DATA SHOWN:
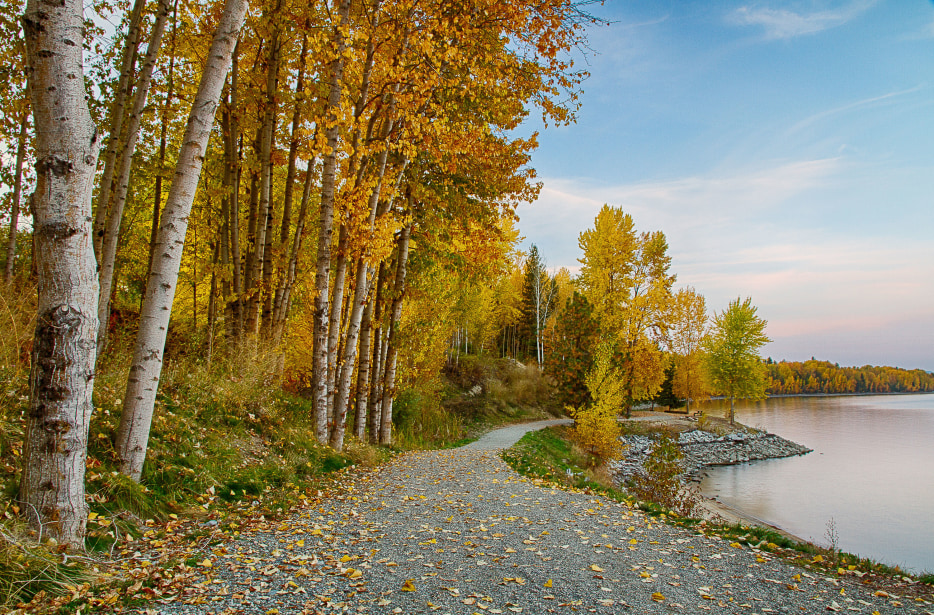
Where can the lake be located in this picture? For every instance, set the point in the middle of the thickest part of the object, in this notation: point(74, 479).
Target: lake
point(871, 472)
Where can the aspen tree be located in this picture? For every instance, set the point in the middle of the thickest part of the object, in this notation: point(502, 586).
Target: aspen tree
point(17, 195)
point(111, 230)
point(62, 376)
point(140, 397)
point(325, 225)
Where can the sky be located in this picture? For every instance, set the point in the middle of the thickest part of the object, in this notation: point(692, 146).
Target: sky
point(786, 150)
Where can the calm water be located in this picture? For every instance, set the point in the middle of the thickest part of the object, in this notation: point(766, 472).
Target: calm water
point(872, 472)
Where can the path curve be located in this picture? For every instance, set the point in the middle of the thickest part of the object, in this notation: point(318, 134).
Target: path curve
point(458, 532)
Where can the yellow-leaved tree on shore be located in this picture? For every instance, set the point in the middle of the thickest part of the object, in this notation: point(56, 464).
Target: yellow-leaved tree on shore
point(595, 424)
point(624, 275)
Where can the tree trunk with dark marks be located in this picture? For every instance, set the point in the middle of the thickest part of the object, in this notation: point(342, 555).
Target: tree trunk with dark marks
point(108, 254)
point(17, 196)
point(139, 401)
point(64, 347)
point(389, 380)
point(325, 227)
point(363, 370)
point(117, 115)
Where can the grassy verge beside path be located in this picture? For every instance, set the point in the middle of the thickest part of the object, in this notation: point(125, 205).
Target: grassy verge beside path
point(551, 455)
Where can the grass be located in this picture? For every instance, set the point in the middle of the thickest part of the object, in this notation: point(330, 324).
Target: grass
point(550, 455)
point(223, 439)
point(509, 392)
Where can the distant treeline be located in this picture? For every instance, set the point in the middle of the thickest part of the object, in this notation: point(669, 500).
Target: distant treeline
point(792, 377)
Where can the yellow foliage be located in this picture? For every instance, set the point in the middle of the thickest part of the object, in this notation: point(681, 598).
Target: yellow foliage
point(596, 425)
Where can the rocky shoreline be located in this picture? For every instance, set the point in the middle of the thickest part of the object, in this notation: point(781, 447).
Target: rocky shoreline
point(703, 448)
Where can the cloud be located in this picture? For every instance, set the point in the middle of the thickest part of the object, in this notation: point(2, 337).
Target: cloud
point(784, 23)
point(822, 289)
point(568, 206)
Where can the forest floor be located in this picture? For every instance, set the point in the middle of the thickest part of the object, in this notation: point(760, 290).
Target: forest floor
point(458, 531)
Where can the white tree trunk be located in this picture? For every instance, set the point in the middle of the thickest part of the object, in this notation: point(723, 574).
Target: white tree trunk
point(325, 229)
point(138, 403)
point(62, 377)
point(389, 384)
point(108, 255)
point(115, 136)
point(17, 196)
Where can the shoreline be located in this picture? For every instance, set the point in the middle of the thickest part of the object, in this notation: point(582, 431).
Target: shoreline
point(703, 449)
point(716, 511)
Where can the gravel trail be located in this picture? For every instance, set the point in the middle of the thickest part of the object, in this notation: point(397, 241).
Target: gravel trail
point(458, 532)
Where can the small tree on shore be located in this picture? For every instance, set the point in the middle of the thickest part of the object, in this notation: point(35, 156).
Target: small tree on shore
point(596, 424)
point(732, 360)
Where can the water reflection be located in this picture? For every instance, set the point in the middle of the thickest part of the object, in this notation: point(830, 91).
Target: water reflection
point(872, 471)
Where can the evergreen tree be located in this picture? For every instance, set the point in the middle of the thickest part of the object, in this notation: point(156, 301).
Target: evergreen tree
point(666, 395)
point(571, 358)
point(539, 291)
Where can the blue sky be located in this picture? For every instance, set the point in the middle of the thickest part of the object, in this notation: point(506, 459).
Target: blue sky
point(785, 148)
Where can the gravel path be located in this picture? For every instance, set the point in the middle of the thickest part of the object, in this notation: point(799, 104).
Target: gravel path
point(458, 532)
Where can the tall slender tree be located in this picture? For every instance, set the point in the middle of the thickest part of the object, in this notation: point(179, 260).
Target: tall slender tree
point(62, 376)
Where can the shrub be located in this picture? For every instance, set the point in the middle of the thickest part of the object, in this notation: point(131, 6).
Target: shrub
point(660, 481)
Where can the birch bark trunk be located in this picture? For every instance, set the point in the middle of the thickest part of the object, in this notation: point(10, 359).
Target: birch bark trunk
point(389, 384)
point(62, 376)
point(283, 293)
point(363, 372)
point(363, 282)
point(163, 137)
point(133, 433)
point(325, 229)
point(17, 196)
point(108, 254)
point(261, 266)
point(115, 136)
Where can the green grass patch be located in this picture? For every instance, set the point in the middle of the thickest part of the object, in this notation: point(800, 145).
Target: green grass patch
point(550, 455)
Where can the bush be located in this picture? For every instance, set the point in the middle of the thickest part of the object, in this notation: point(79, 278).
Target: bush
point(660, 481)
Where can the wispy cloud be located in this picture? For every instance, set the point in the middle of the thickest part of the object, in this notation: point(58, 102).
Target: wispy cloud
point(755, 234)
point(785, 23)
point(887, 98)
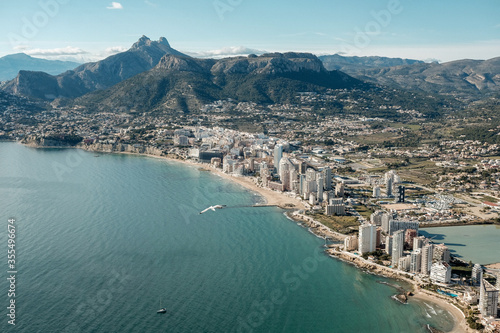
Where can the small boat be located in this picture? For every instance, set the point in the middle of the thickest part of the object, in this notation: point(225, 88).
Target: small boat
point(162, 310)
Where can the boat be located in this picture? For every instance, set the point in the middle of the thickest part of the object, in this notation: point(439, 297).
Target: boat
point(213, 208)
point(162, 310)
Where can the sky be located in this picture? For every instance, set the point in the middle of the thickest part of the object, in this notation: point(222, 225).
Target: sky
point(89, 30)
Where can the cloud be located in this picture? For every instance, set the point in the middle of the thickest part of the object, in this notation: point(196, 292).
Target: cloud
point(152, 4)
point(114, 50)
point(21, 47)
point(115, 5)
point(68, 50)
point(230, 51)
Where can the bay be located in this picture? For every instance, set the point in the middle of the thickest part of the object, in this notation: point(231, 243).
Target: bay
point(102, 240)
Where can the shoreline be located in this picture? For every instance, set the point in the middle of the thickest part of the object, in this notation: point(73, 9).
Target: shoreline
point(278, 199)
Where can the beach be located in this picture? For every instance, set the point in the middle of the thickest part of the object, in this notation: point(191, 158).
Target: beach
point(460, 323)
point(281, 200)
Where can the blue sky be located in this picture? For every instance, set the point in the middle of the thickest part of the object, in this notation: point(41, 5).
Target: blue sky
point(89, 30)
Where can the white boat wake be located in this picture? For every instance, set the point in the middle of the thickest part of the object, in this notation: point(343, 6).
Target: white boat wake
point(212, 208)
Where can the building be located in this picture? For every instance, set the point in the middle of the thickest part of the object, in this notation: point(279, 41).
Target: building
point(404, 263)
point(418, 242)
point(388, 186)
point(388, 245)
point(327, 175)
point(488, 299)
point(425, 266)
point(401, 194)
point(339, 190)
point(278, 154)
point(350, 243)
point(181, 140)
point(410, 235)
point(320, 182)
point(397, 247)
point(386, 222)
point(377, 217)
point(440, 272)
point(367, 238)
point(416, 261)
point(477, 274)
point(441, 253)
point(396, 225)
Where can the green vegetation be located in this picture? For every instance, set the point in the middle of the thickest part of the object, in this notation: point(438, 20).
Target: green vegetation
point(364, 211)
point(342, 224)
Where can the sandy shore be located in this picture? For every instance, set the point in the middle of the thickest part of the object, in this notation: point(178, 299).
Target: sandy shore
point(493, 266)
point(271, 197)
point(459, 318)
point(281, 200)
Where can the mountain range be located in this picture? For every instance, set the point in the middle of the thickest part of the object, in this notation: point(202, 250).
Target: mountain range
point(11, 64)
point(466, 79)
point(185, 83)
point(142, 56)
point(151, 75)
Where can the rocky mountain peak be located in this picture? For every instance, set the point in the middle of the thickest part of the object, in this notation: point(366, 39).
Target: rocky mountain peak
point(143, 41)
point(163, 41)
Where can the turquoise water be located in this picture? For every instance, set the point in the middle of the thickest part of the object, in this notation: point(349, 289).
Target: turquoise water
point(477, 243)
point(102, 240)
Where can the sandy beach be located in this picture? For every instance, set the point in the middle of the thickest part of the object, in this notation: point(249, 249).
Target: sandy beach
point(493, 266)
point(460, 323)
point(271, 197)
point(281, 200)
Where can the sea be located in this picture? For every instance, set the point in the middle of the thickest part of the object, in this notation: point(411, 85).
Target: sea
point(102, 241)
point(477, 243)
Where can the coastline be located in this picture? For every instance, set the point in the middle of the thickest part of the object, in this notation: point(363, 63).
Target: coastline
point(273, 198)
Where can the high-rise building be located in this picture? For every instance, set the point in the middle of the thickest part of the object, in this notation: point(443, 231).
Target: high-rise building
point(327, 175)
point(339, 190)
point(427, 251)
point(440, 272)
point(416, 261)
point(410, 234)
point(396, 225)
point(386, 222)
point(376, 217)
point(397, 247)
point(418, 242)
point(278, 154)
point(367, 238)
point(284, 172)
point(350, 243)
point(488, 299)
point(388, 245)
point(441, 253)
point(388, 186)
point(319, 186)
point(401, 194)
point(404, 263)
point(477, 274)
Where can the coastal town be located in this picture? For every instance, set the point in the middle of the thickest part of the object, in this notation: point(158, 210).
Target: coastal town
point(368, 201)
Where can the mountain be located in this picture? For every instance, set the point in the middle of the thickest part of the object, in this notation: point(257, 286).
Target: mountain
point(353, 65)
point(11, 64)
point(184, 83)
point(464, 79)
point(142, 56)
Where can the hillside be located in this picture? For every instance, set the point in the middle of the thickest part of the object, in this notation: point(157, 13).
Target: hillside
point(142, 56)
point(10, 65)
point(186, 84)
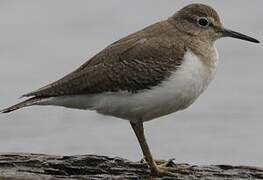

WHAT NEEDS TO BE DONE: Take the line with "Where can the coastal" and each line after it through the end of the material above, and reproduce them exactly, without the pictures.

PROBLEM SOLUTION:
Where can the coastal town be located in this picture? For every instance, set the point in the middle of the thickest part of the object, in this notation: point(158, 210).
Target: coastal town
point(368, 201)
Where can the mountain be located in this picture? For every instance, set the point in the middle of the thickest part of the object, in this notation: point(257, 286).
Target: mountain
point(353, 65)
point(11, 64)
point(184, 83)
point(464, 79)
point(142, 56)
Where can the hillside be located in this picture? For every instance, set the point in the middle of the thickest part of the object, in this notation: point(157, 13).
Target: hillside
point(142, 56)
point(10, 65)
point(186, 84)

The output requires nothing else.